_Exercise description_: Retype, please, the listing from its opening line through the line that contains "target | overcast sky", both included, without the pictures.

⁂

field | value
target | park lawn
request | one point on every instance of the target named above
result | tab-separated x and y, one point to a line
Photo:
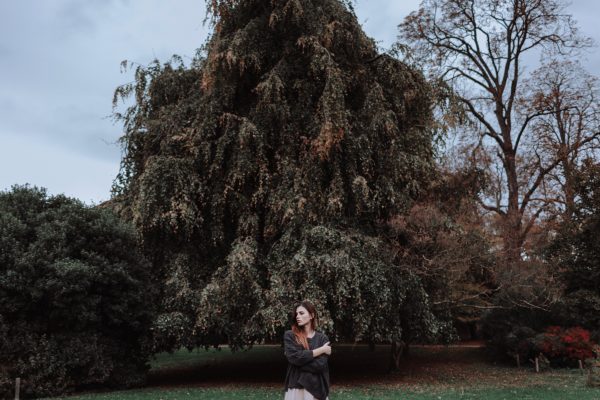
430	373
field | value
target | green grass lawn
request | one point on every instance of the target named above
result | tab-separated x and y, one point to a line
429	373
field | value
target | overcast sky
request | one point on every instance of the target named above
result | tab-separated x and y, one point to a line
59	66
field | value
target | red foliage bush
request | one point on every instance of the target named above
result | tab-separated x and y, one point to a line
565	346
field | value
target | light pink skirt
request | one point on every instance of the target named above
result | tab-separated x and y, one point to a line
299	394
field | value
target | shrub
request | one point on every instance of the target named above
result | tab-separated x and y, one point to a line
75	297
564	346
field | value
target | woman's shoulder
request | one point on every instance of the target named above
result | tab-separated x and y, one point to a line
289	332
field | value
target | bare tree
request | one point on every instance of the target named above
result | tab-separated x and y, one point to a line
569	129
479	47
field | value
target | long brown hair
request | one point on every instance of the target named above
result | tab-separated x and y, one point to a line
299	333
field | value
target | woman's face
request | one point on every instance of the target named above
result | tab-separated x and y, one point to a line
302	316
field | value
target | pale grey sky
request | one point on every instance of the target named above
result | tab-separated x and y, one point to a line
59	65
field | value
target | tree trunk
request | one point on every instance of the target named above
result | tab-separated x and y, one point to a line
512	224
396	353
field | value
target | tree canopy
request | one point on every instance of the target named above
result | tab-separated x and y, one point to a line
265	172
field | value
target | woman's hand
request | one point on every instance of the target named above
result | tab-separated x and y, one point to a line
325	349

⁂

_Answer for the task_:
field | value
target | park lawn
request | one point on every instance of the target named above
result | tab-separated x and y, one point to a line
Photo:
430	373
field | value
target | green grass lawn
request | one point on every instance of the target named above
result | tab-separated x and y, one point to a line
429	373
field | value
target | overcast sky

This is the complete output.